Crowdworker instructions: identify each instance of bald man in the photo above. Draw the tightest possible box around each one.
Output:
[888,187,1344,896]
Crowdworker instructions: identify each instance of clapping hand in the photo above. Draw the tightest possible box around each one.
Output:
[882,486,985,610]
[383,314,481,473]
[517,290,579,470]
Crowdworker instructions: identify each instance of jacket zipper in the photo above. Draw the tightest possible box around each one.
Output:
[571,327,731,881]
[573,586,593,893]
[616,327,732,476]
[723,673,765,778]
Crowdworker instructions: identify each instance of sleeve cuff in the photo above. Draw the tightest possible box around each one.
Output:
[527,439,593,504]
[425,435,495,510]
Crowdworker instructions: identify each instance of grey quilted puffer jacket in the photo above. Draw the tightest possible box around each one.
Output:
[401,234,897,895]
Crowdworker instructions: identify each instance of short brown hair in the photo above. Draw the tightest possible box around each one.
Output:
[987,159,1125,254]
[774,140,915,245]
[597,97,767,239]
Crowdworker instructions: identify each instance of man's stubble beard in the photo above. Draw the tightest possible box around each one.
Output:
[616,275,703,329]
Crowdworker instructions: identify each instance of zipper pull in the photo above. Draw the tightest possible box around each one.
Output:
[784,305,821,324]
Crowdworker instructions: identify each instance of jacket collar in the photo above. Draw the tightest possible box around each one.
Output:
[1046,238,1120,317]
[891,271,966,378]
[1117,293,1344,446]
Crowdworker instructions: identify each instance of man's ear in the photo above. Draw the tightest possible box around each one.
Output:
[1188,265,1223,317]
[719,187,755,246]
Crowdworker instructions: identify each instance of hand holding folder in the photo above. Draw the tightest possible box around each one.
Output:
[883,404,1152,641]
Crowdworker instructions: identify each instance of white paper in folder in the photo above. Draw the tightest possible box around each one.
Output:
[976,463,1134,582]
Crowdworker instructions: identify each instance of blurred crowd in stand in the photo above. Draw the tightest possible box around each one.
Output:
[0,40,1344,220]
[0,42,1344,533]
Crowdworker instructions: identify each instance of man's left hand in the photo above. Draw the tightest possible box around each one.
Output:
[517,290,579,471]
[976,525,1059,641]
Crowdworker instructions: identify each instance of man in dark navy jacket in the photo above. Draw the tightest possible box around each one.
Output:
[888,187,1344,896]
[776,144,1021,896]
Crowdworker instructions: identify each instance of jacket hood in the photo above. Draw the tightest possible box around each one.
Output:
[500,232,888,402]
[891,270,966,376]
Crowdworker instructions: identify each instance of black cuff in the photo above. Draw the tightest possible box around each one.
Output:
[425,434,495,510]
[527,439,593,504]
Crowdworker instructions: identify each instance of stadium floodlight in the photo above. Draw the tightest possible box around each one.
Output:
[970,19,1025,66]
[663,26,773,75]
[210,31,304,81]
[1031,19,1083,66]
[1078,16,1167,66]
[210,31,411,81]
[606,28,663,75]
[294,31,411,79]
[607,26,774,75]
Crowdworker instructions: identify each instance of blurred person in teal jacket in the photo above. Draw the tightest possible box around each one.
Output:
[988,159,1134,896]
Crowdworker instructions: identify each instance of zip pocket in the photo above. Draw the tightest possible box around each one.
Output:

What you have to do: Please report how many lines above contain the string "hand", treating uppercase and lowercase as different. Give only the number.

Result: 3